= TASK SET =
(a) Reproduce the passage on risk governance starting at "- Have you aligned" and ending at "our governance wheel.", swapping "hiring practices" for "recruitment practices".
(b) According to the passage on risk governance, what two things does risk-based decision making balance?

━━ EXCERPTED PASSAGE

Improve your grip on risk governance
Boost performance | Be responsible | Build trust
In today’s environment of ongoing uncertainty and pervasive risk, senior executives and boards need to govern risk in ways that not only protect assets but boost organizational performance, while being responsible to—and building trust among—stakeholders.
Recent years have severely tested risk governance and risk management capabilities at most organizations. Given the impacts of the Covid-19 pandemic and various cyberattacks, weather events, and political and social developments, it’s a wonder that risk managers and the executive teams and boards who oversee them can keep pace with the challenges they face. In fact, some have not kept pace; others have been led to question their approaches to risk.
Under these circumstances, senior executives and boards often need to improve their grip on risk governance, which sets the tone for and oversees risk management. This does not necessarily mean either tightening or loosening your grip on governance. It means establishing and maintaining optimal risk governance.
Optimal risk governance boosts performance by enabling risk-based decision making, which balances value creation and asset protection. It enables the executive team and board to fulfill their risk-related responsibilities by clarifying risks to the enterprise and obtaining assurance that those risks have been addressed. It builds trust by providing visibility into risks as well as assurance to stakeholders that they are being addressed.
Get a grip
Improving your grip on risk governance often entails reviewing, refreshing, and revising risk-related practices. Our research and our experience on client engagements indicates that this process is best undertaken with the goal of enabling risk-based decision making while reinforcing the resilience of the enterprise in the face of risk events.
If your business has been thriving, you may see it as immune to risk events and see little need to focus on risk governance. On the other hand, if your business must regain lost ground, you may believe you have higher priorities. In the former case, your organization may simply have been lucky; in the latter case, trying to regain lost ground without more robust governance may imperil the enterprise.
Whatever your current situation, risk events may well have exposed gaps, inadequacies, vulnerabilities, and inefficiencies in risk management and risk governance in your organization.
To start considering your current approach to risk governance, ask yourself and your leadership team the following questions:
- Have you automated regulatory (and internal) compliance to the greatest extent possible?
- Have you taken full advantage of risk scanning, sensing, and reporting technologies? Do you link risk monitoring capabilities with clear issue escalation and risk remediation procedures?
- Do you feel you have adequately identified risks beyond those well-known in your industry and organization, including economic, environmental, social, political, and reputational risks? Do you identify and track emerging risks?
- Have you aligned your risk strategy and your business strategy? Have you linked hiring practices, incentives, rewards, and other behavioral levers with your risk and business strategies?
Where and how to start
Where and how you start to improve your grip on risk governance depends on how clear, practical, and robust your existing system of governance is. One good place to start making it clearer, more practical, and more robust would be to consider your existing governance framework. To assist you in this process, we provide our governance wheel.
Deloitte Governance Wheel
Like any wheel, our governance wheel must be properly balanced if it is to do its job. That means understanding where more or less attention, investment, and work is required, while recognizing that the executive team and the board must do the driving.

━━━━
━━ ENTRIES SUPPLIED

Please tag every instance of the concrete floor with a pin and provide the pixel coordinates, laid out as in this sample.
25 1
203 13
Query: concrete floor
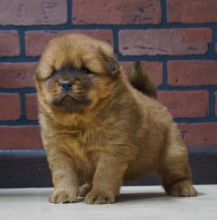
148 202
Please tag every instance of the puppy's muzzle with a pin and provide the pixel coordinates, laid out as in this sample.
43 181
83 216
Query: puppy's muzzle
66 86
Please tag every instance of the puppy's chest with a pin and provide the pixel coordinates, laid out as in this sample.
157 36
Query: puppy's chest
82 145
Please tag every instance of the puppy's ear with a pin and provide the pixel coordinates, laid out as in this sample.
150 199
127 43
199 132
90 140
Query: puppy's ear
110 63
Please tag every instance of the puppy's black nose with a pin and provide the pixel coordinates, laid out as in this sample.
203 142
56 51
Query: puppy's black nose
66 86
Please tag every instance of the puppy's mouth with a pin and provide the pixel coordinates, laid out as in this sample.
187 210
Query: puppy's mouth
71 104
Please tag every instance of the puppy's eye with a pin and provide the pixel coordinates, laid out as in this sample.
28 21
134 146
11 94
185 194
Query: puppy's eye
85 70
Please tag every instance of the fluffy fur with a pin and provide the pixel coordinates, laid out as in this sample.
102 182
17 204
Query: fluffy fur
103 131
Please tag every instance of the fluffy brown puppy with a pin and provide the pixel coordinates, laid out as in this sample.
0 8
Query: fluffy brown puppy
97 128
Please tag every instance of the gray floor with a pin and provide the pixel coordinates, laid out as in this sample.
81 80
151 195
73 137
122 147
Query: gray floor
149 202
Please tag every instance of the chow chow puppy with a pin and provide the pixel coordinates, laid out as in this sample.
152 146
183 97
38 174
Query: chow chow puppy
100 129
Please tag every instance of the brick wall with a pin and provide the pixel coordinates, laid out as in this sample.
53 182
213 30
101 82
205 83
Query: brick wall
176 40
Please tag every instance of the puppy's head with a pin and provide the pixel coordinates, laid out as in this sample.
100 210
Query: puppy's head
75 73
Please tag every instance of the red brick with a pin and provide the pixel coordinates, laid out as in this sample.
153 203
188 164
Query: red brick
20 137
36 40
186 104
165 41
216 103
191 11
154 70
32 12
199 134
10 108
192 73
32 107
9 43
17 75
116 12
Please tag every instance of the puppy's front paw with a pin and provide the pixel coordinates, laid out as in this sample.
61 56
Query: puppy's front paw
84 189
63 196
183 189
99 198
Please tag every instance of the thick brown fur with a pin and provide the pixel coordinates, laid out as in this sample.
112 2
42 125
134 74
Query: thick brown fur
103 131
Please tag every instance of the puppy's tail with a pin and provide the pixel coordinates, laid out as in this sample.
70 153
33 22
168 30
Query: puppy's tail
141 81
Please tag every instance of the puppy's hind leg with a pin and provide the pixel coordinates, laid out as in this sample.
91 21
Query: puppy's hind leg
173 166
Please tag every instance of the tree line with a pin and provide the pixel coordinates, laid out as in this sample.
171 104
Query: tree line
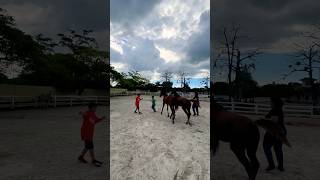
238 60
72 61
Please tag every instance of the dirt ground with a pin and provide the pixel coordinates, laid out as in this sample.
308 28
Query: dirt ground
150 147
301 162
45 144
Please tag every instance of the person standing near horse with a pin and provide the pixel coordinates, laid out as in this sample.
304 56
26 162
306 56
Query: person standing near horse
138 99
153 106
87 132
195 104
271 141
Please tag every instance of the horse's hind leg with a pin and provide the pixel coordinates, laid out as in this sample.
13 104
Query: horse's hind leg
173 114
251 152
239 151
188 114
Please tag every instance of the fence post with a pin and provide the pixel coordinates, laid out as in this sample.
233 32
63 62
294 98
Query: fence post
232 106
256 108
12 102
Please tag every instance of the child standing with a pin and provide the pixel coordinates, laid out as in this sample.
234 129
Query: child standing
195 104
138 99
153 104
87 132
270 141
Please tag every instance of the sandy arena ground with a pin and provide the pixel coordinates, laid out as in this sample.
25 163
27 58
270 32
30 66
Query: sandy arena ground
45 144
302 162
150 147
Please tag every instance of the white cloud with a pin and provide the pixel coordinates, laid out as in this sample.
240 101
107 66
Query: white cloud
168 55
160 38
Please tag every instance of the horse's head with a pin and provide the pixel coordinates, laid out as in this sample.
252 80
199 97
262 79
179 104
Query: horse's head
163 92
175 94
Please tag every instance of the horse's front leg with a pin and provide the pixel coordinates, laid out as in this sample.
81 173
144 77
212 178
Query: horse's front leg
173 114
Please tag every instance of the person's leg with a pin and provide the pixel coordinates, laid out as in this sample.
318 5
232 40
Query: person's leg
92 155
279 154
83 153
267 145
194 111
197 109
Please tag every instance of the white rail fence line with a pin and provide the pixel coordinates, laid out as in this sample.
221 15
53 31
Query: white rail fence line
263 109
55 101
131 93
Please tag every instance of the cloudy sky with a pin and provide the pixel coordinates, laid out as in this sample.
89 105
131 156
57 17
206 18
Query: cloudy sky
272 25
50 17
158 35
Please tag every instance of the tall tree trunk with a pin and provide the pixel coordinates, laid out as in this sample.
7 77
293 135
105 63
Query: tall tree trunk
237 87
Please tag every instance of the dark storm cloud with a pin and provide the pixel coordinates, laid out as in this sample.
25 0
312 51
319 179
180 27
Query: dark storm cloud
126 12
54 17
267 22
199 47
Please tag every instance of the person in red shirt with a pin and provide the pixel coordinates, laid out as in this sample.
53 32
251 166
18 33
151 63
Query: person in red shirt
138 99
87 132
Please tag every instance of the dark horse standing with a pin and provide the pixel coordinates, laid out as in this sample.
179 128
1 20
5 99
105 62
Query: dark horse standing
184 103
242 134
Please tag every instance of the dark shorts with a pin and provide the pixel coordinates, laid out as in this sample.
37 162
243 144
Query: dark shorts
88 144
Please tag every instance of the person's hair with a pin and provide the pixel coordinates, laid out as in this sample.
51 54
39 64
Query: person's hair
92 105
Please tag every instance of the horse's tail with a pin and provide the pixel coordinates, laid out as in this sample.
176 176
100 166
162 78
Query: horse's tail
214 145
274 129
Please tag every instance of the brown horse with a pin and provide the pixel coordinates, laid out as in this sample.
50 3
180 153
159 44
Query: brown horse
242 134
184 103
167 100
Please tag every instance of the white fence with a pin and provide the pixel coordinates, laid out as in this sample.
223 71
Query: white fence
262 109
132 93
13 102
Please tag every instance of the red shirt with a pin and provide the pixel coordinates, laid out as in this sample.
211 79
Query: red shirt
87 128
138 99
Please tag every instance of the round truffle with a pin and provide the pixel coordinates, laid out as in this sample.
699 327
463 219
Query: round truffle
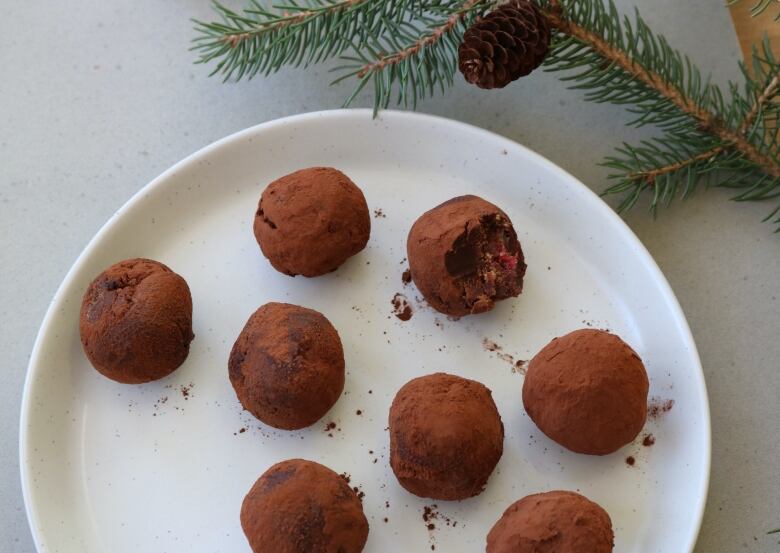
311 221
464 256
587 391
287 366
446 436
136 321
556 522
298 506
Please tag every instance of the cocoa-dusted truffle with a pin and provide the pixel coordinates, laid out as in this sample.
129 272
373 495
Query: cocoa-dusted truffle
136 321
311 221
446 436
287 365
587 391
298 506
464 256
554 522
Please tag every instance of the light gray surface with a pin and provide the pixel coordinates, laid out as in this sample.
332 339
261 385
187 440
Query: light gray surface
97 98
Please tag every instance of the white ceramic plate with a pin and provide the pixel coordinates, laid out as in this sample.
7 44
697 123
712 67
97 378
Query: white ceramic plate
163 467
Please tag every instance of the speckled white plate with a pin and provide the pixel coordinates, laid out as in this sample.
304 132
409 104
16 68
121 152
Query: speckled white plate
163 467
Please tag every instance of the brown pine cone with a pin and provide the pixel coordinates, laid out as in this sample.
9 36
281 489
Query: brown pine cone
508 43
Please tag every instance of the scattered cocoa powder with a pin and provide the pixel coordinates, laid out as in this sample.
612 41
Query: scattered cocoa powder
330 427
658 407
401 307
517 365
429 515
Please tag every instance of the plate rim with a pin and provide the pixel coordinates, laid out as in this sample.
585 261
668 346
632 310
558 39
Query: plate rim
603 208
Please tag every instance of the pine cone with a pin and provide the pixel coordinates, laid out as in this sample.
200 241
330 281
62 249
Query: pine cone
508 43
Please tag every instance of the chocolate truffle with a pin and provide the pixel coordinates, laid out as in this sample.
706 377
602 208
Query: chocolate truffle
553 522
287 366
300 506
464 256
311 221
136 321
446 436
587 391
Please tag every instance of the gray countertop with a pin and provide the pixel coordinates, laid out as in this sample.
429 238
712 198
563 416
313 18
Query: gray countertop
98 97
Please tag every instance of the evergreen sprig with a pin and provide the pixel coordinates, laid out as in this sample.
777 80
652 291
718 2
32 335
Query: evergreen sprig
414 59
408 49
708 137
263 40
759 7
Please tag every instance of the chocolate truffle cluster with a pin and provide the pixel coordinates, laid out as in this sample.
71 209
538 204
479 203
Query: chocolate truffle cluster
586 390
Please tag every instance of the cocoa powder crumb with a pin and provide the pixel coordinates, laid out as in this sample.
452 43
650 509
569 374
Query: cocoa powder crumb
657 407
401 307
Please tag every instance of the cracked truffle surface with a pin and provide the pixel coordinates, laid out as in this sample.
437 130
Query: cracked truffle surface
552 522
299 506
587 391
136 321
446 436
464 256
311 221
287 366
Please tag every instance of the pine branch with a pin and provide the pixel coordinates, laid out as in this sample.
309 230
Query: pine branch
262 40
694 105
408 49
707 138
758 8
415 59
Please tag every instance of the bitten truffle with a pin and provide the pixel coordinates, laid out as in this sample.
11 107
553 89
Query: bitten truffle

━━━━

= SOLUTIONS TO THE PROBLEMS =
(a)
- Have you aligned your risk strategy and your business strategy? Have you linked recruitment practices, incentives, rewards, and other behavioral levers with your risk and business strategies?
Where and how to start
Where and how you start to improve your grip on risk governance depends on how clear, practical, and robust your existing system of governance is. One good place to start making it clearer, more practical, and more robust would be to consider your existing governance framework. To assist you in this process, we provide our governance wheel.

(b) Value creation and asset protection.